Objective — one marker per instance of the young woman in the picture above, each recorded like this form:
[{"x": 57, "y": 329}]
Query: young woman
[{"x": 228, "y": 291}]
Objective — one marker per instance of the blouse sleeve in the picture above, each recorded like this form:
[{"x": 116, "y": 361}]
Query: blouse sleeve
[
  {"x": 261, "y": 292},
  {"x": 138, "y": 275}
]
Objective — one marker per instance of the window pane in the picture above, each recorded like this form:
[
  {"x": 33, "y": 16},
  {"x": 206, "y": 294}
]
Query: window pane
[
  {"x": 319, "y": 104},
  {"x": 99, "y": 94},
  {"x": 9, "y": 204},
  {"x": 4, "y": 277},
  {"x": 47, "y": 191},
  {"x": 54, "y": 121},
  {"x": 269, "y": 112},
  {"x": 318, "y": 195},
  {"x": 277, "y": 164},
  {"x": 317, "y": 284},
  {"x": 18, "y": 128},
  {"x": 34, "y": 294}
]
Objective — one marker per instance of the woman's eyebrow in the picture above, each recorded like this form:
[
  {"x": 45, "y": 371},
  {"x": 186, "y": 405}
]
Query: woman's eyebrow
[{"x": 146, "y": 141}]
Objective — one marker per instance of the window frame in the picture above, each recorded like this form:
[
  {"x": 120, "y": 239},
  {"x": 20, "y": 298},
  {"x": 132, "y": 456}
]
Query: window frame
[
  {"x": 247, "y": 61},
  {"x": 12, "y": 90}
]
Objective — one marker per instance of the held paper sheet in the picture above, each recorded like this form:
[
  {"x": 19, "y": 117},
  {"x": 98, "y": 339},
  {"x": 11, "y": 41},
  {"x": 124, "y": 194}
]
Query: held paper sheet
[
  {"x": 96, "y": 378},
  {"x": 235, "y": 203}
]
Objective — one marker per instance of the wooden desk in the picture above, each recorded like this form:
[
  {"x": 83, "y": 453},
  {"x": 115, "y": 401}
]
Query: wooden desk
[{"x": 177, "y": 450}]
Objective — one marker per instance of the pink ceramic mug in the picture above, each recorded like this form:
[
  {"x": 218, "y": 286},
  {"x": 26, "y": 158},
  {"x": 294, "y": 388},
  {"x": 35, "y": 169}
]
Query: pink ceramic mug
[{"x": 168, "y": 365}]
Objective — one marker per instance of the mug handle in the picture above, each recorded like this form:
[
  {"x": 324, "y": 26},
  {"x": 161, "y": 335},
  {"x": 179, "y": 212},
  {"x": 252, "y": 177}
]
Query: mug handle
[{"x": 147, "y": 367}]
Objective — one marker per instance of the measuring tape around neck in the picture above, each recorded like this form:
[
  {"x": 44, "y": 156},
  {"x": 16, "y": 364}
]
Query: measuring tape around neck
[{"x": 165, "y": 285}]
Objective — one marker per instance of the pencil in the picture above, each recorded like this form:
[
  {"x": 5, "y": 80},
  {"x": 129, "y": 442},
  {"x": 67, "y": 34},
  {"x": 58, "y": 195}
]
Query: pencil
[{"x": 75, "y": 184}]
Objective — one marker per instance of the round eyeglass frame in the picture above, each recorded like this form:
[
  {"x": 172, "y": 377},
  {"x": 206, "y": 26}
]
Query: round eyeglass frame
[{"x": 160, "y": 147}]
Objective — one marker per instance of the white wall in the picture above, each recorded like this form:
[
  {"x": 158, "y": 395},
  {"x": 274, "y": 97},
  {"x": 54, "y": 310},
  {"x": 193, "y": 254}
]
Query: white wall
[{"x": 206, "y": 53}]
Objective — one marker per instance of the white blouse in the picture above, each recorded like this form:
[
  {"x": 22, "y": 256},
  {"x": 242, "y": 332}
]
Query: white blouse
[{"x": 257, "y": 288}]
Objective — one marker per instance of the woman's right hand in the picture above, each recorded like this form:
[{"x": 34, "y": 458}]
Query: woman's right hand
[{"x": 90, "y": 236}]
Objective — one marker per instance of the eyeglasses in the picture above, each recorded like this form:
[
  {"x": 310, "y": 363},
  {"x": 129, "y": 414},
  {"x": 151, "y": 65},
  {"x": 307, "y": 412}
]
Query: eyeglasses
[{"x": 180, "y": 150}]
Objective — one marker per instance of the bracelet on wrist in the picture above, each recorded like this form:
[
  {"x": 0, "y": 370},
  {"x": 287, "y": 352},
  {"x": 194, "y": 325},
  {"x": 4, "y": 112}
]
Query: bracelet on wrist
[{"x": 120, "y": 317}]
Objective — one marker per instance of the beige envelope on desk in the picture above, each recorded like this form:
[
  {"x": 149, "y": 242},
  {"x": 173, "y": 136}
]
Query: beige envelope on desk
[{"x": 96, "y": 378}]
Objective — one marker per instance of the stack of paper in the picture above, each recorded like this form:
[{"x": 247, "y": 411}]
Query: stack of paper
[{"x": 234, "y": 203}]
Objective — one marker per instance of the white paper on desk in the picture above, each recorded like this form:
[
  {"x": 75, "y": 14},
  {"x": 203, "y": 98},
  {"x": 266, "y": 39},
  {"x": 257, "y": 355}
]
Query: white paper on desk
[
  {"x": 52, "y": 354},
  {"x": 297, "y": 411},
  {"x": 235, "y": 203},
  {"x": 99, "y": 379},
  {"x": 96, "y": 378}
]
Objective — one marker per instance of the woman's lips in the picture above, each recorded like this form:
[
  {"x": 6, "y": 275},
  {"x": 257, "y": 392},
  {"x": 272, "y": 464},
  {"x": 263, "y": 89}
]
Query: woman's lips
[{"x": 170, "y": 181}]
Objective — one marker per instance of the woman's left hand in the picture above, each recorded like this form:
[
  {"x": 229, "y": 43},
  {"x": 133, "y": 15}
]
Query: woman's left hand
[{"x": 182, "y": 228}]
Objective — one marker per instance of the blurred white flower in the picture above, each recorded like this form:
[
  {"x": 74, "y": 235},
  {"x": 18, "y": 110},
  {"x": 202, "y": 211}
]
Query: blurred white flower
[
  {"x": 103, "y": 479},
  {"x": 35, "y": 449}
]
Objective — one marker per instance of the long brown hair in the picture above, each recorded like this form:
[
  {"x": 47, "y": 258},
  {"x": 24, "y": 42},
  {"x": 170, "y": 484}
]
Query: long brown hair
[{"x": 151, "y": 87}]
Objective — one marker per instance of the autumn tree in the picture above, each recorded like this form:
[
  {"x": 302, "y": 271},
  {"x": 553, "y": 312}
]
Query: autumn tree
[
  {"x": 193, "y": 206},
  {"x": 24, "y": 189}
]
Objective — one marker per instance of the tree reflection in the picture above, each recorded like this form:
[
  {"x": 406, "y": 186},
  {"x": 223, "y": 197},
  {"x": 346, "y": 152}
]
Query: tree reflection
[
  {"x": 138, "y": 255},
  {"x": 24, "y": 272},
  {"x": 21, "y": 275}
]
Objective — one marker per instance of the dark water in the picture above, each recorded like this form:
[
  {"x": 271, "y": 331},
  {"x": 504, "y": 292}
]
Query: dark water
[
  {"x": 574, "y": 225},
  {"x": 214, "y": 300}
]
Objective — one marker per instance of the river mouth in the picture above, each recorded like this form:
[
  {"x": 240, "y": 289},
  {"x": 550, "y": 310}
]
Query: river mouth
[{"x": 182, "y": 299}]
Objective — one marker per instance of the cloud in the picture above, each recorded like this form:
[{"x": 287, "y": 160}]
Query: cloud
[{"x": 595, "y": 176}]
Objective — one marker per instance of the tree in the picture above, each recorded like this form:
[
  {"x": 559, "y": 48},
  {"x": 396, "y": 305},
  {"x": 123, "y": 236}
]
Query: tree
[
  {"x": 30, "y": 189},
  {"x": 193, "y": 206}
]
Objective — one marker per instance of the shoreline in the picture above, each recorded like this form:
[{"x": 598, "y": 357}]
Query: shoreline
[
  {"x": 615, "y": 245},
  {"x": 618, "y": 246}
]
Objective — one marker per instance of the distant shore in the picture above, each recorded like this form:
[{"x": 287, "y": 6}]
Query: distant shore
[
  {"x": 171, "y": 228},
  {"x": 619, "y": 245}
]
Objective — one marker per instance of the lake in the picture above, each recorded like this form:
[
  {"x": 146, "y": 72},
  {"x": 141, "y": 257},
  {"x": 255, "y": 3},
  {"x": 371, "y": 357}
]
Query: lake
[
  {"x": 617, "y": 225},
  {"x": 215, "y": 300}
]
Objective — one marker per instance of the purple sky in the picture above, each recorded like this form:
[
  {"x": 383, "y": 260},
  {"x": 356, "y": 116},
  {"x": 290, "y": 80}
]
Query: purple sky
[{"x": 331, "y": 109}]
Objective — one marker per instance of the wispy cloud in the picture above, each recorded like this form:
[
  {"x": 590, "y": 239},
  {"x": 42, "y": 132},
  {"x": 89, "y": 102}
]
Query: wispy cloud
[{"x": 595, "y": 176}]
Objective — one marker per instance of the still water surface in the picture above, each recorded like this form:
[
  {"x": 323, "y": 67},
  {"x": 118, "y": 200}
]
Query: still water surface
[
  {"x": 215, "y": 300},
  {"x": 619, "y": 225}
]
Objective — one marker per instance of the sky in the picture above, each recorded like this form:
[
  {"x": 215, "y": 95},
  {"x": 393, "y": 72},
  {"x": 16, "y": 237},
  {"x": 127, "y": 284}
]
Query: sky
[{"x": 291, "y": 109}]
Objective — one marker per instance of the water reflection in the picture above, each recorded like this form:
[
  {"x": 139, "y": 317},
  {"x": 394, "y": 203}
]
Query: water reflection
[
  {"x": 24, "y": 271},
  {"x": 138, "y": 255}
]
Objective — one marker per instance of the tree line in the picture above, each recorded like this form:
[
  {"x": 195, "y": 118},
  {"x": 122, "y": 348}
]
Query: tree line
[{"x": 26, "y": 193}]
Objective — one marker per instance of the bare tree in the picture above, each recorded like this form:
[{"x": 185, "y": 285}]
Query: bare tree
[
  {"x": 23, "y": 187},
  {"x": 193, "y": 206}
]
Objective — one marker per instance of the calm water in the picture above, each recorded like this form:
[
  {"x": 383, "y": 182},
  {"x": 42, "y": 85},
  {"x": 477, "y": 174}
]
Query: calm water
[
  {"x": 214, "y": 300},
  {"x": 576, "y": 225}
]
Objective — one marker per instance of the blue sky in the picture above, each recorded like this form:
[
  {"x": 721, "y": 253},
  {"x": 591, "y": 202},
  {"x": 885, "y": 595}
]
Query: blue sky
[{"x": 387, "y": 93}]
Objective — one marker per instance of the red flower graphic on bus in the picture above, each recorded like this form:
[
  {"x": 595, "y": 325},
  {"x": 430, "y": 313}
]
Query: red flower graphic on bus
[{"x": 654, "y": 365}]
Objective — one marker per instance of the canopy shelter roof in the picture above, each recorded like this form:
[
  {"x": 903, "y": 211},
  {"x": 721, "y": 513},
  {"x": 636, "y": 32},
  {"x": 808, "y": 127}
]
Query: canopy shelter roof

· · · · ·

▶ _Exercise brief_
Lay out as a numbered list the lines above, from the line containing "Objective — one marker per instance of the water" up to and including the last line. Leave out any blank lines.

▶ _Result of this task_
1. Objective — one marker per instance of the water reflection in the picture above, each recorded like this form:
2. [
3.   {"x": 139, "y": 317},
4.   {"x": 394, "y": 203}
5. ]
6. Query: water reflection
7. [
8.   {"x": 24, "y": 271},
9.   {"x": 138, "y": 255}
10. ]
11. Objective — one marker per instance of the tree line in the picture above, each recorded like this form:
12. [
13.   {"x": 195, "y": 118},
14.   {"x": 122, "y": 348}
15. ]
16. Query: tree line
17. [{"x": 26, "y": 193}]
18. Objective — one marker per instance of the bare tree in the picture above, each recorded like this form:
19. [{"x": 185, "y": 285}]
20. Query: bare tree
21. [
22.   {"x": 23, "y": 187},
23.   {"x": 193, "y": 206}
24. ]
25. Objective — one marker per instance of the calm water in the picture above, each recorded like this form:
26. [
27.   {"x": 383, "y": 182},
28.   {"x": 42, "y": 85},
29.   {"x": 477, "y": 174}
30. ]
31. Query: calm water
32. [
33.   {"x": 214, "y": 300},
34.   {"x": 576, "y": 225}
35. ]
36. Objective — one marker per instance of the blue sky in the picture above, each recorded like this form:
37. [
38.   {"x": 721, "y": 253},
39.   {"x": 591, "y": 202},
40.   {"x": 885, "y": 595}
41. ]
42. Query: blue sky
43. [{"x": 387, "y": 93}]
44. Objective — one marker per instance of the red flower graphic on bus in the picture above, each recorded like this form:
45. [
46.   {"x": 595, "y": 325},
47.   {"x": 430, "y": 313}
48. ]
49. Query: red flower graphic on bus
50. [{"x": 654, "y": 365}]
51. Objective — one marker per instance of the canopy shelter roof in the picture above, each recorded like this form:
52. [
53.   {"x": 903, "y": 211},
54.   {"x": 721, "y": 513},
55.   {"x": 636, "y": 32},
56.   {"x": 808, "y": 127}
57. ]
58. Query: canopy shelter roof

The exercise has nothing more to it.